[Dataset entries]
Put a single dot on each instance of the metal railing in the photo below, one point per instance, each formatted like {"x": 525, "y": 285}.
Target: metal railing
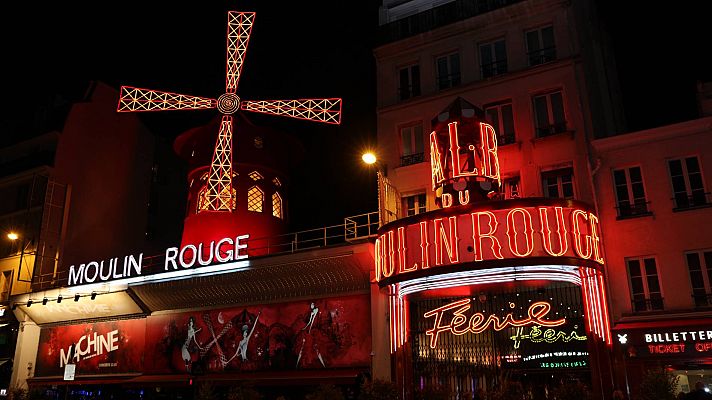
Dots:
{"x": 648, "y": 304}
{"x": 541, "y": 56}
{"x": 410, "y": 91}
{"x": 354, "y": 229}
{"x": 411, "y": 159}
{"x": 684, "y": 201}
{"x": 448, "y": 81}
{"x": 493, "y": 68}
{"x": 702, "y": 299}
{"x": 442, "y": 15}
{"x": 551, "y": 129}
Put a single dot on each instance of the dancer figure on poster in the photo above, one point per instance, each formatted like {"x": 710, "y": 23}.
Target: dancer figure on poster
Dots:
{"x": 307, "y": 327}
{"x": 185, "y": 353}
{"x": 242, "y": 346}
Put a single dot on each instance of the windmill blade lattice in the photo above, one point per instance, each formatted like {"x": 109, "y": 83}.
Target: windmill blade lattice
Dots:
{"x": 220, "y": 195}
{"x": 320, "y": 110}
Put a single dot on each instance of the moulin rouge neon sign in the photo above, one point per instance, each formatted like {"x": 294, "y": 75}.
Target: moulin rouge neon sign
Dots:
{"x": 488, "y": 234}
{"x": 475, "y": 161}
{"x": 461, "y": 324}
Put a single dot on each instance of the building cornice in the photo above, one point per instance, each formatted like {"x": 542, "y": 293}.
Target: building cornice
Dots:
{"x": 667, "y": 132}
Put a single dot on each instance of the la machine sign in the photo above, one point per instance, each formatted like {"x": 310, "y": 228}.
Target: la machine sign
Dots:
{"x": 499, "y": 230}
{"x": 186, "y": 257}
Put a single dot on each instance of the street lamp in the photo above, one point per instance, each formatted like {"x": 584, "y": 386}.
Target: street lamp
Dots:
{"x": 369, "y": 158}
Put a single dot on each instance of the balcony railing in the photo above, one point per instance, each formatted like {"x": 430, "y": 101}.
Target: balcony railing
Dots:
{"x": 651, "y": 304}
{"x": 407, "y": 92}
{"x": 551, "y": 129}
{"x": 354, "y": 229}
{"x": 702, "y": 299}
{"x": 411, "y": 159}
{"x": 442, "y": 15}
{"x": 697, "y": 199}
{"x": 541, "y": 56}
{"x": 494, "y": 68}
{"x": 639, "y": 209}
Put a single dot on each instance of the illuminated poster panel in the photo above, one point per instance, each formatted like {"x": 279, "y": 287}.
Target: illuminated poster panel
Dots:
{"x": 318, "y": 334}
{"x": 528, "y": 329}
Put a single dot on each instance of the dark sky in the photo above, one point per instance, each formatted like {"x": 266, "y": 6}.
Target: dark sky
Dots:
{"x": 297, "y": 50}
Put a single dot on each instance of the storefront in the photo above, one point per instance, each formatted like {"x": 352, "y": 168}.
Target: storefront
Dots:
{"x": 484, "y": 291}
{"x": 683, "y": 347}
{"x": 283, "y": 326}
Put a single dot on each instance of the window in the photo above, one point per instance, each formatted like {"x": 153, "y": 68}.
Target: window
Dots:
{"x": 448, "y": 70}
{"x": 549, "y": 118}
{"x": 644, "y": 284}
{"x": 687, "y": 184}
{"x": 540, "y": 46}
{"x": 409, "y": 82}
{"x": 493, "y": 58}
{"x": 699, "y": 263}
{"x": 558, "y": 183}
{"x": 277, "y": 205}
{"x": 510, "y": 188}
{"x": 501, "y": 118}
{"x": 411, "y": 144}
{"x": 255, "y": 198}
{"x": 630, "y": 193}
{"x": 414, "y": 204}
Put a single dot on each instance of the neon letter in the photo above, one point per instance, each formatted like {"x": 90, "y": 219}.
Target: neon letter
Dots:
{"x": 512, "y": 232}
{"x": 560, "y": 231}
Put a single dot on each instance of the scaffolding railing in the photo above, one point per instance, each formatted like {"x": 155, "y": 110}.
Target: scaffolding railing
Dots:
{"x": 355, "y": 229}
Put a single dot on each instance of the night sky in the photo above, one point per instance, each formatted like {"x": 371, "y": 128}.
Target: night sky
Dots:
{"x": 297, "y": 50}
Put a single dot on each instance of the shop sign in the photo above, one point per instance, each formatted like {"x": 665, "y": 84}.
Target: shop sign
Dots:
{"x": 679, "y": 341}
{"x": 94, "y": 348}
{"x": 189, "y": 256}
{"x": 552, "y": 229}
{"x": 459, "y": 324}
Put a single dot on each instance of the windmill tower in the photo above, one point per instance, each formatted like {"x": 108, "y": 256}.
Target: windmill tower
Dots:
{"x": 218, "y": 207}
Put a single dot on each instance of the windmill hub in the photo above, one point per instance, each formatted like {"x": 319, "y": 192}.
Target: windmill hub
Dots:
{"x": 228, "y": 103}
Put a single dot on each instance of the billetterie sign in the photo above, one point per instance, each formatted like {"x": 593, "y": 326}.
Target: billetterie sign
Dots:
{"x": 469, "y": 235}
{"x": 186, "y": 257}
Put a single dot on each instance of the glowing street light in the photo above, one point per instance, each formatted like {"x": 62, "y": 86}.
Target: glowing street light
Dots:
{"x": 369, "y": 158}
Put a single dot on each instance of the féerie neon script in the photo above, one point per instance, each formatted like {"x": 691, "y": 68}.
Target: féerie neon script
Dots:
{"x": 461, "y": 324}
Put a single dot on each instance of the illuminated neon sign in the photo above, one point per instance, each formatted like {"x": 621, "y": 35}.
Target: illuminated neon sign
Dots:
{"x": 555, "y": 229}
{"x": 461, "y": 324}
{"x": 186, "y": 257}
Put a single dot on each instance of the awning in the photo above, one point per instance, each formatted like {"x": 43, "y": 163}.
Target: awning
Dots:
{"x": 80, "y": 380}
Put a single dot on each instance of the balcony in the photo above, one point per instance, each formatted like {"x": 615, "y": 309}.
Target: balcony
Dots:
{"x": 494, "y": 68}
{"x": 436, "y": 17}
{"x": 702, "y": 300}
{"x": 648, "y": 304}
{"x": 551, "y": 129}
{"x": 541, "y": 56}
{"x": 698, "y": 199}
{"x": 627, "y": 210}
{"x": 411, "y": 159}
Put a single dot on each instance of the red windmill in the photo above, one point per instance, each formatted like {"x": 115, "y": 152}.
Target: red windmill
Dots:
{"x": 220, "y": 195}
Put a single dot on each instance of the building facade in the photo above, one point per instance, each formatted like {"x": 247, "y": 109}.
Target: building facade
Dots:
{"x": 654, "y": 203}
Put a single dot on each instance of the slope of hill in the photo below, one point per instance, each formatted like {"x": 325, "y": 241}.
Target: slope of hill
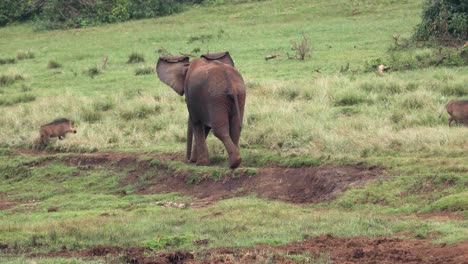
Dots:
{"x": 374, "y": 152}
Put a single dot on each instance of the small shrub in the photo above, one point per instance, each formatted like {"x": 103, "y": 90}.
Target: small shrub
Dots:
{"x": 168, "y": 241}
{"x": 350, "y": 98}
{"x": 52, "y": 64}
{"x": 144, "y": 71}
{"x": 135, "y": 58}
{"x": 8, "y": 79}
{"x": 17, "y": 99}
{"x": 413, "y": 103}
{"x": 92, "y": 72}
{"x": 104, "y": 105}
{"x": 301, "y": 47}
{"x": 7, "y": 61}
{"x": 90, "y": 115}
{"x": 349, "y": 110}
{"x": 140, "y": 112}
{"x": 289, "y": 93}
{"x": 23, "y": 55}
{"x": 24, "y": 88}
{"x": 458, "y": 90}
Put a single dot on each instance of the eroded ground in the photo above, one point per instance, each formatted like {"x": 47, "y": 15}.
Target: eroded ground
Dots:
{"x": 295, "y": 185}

EXERCISE
Go through the records line by line, and copy each line that holds the string "glowing".

EXERCISE ANSWER
Put a single dot on each instance of the glowing street light in the photo above, one point per instance, each formatted like {"x": 62, "y": 86}.
Target: glowing street light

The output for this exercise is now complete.